QUESTIONS TO ANSWER -
**A)** Summarize the extract on repentance and the seven churches in exactly two sentences.
**B)** Answer each question from the extract on repentance and the seven churches.
(i) What message does the extract attribute to Jesus and the authors of the Epistles?
(ii) Which chapters of Revelation contain the letters to the seven churches?
(iii) Which of the seven churches receives His praise?

It is time for more of us to return to the Bible, to prayer, to faith. We can see that our apostasy — again, generally speaking — is spreading to our nations and governments, allowing evil to gain a foothold. What did Jesus and the authors of the Epistles say? Repent, repent, repent. All is not lost, however, we must mend our ways starting today.
A corrupt Church means a corrupt nation.
Yes, Christ’s bride the Church will ultimately prevail, but it is time to reread Revelation 2 and 3, namely, His letters to the seven churches: Ephesus, Smyrna, Pergamum, Thyatira, Sardis, Philadelphia and Laodicea.
It’s odd, isn’t it, that not one of those letters is in the Lectionary. Not a single one.
Yet, they have so many lessons to teach us. Only Philadelphia, after which the American city is named, receives His praise.

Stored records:
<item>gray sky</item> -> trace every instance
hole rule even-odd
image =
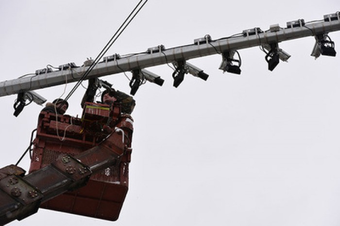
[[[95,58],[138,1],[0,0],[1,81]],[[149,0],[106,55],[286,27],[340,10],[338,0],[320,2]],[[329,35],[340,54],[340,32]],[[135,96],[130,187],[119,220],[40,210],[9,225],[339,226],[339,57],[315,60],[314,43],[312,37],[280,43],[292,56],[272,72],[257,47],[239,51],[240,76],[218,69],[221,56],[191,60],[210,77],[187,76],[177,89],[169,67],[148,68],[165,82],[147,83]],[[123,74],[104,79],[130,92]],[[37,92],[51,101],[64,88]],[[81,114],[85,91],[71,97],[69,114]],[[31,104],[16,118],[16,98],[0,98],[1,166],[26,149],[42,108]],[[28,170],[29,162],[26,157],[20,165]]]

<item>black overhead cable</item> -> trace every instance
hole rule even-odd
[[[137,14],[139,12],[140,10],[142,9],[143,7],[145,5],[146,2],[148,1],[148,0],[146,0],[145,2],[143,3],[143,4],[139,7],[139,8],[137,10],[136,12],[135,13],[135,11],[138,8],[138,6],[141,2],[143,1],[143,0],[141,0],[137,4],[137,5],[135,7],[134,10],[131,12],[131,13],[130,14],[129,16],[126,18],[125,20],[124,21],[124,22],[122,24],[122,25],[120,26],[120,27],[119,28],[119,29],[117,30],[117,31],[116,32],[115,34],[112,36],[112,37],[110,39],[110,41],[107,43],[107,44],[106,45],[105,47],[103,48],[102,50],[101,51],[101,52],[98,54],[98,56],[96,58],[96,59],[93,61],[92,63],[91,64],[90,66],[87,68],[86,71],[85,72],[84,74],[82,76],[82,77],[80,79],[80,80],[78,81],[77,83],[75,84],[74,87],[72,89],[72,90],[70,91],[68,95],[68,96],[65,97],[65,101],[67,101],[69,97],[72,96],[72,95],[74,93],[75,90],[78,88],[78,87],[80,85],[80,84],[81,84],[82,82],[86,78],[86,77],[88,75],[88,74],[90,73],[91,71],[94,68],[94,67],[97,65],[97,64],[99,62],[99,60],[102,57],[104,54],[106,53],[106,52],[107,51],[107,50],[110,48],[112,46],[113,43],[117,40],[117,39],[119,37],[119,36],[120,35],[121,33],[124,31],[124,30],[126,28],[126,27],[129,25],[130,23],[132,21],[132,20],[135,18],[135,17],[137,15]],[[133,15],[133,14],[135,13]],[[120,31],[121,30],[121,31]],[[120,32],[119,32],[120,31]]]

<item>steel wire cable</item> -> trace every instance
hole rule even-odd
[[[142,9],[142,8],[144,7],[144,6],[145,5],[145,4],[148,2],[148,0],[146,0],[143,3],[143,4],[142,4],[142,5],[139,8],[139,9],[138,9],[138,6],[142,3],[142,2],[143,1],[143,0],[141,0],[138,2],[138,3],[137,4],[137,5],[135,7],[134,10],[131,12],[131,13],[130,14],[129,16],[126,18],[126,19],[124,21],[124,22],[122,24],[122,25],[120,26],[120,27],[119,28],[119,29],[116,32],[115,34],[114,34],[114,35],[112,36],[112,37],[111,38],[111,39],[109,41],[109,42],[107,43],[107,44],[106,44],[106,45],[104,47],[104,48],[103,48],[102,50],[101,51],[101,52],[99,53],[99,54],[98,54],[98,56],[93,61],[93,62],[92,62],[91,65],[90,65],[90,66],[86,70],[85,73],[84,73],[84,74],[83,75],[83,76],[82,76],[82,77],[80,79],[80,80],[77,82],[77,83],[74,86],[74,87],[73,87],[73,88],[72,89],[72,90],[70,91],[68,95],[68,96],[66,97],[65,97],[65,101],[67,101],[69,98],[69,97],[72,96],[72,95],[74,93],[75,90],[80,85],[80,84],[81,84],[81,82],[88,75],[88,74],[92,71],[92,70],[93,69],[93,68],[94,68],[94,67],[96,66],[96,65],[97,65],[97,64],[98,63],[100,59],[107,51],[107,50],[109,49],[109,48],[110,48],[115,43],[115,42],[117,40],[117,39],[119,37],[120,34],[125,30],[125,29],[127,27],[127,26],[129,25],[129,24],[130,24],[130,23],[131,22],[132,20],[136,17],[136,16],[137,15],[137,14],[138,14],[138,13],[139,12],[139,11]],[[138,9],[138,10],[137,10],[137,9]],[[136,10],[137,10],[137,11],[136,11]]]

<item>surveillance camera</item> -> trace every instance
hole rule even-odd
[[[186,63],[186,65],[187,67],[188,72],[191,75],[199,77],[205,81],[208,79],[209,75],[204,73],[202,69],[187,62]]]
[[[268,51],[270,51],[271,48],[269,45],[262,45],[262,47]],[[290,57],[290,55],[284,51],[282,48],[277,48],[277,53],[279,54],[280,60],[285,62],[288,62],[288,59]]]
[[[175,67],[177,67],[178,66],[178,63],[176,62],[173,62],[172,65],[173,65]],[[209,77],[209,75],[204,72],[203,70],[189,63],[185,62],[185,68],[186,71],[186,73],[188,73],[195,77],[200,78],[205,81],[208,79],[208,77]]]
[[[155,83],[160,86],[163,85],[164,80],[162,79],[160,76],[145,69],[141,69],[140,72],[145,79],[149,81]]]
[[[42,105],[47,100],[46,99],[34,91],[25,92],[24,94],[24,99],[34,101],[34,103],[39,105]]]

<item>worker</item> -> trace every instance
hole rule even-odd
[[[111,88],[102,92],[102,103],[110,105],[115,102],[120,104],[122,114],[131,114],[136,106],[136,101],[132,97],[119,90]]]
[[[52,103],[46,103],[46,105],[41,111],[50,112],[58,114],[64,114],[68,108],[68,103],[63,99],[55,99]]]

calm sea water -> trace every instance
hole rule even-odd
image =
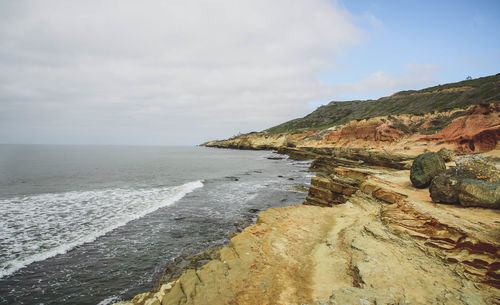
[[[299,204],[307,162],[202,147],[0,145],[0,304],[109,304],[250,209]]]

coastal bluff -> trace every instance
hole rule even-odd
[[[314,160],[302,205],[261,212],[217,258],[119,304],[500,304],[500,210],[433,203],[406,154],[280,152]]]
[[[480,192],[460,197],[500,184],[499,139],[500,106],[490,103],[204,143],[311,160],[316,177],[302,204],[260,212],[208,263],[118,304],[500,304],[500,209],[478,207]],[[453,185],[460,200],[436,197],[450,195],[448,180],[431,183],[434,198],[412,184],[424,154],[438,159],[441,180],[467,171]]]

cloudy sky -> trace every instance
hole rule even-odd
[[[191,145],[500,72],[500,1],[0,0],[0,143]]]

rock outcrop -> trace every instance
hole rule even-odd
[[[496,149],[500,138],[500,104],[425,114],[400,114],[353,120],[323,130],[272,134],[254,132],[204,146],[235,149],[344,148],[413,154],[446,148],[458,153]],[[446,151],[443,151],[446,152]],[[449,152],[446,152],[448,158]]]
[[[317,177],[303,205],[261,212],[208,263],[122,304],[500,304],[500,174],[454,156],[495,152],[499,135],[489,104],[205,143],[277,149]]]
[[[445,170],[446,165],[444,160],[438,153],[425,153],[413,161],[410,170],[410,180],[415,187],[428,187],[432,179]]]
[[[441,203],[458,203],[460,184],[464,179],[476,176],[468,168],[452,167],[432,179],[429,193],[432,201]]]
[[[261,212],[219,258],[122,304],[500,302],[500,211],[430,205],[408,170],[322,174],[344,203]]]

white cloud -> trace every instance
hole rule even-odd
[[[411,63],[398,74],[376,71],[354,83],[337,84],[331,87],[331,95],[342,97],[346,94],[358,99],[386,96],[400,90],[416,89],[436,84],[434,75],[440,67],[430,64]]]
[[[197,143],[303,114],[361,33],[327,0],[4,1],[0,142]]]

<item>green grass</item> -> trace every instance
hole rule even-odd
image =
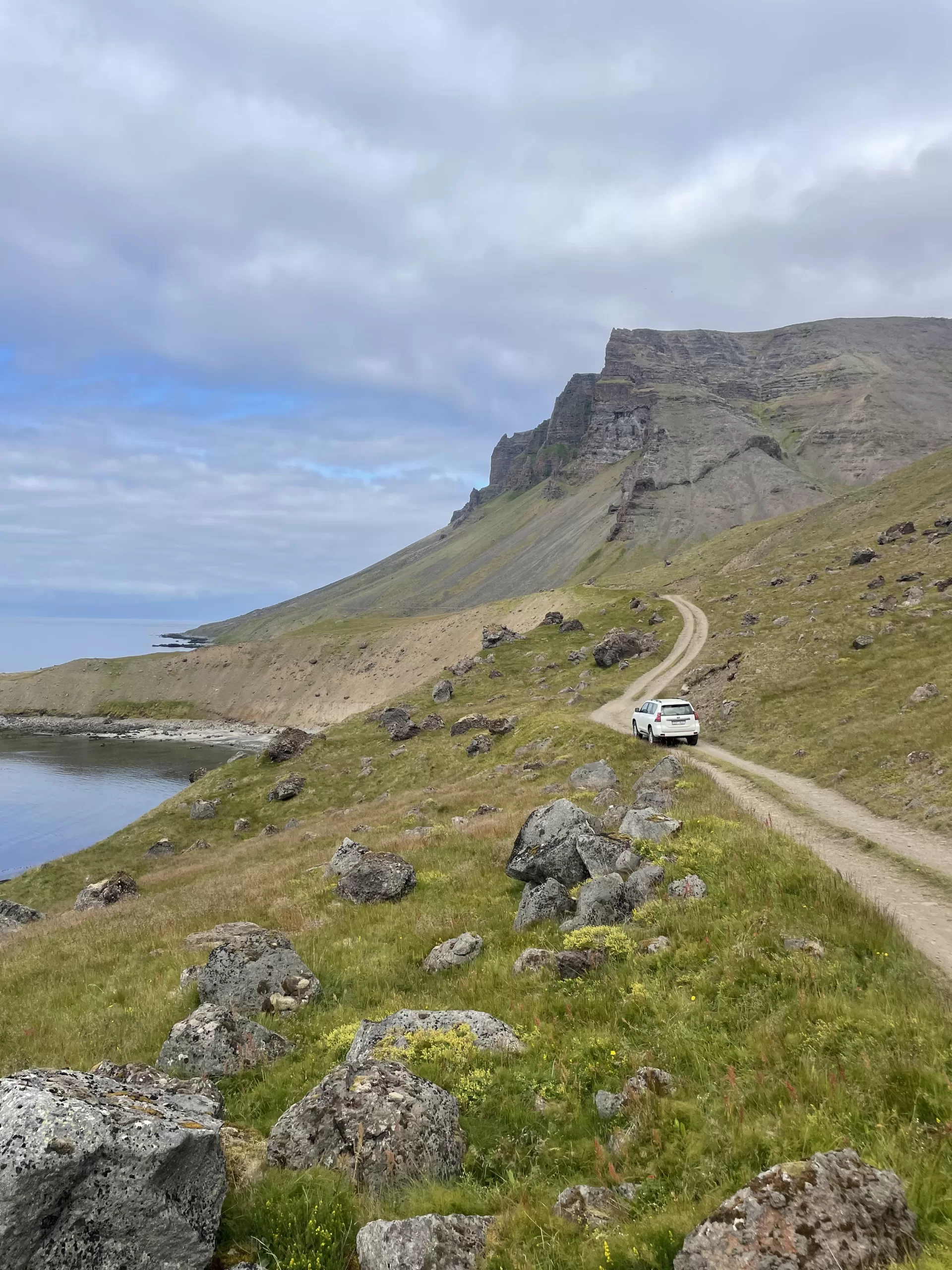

RESULTS FOR EACH TASK -
**A)** The extract urges a return to the Bible, prayer and faith, warning that apostasy is spreading to nations and governments and allowing evil to gain a foothold, since a corrupt Church means a corrupt nation. It calls for rereading Christ's letters to the seven churches in Revelation 2 and 3, observing that none of them is in the Lectionary and that only Philadelphia receives His praise.

**B)**
(i) "Repent, repent, repent."
(ii) Revelation 2 and 3.
(iii) Philadelphia.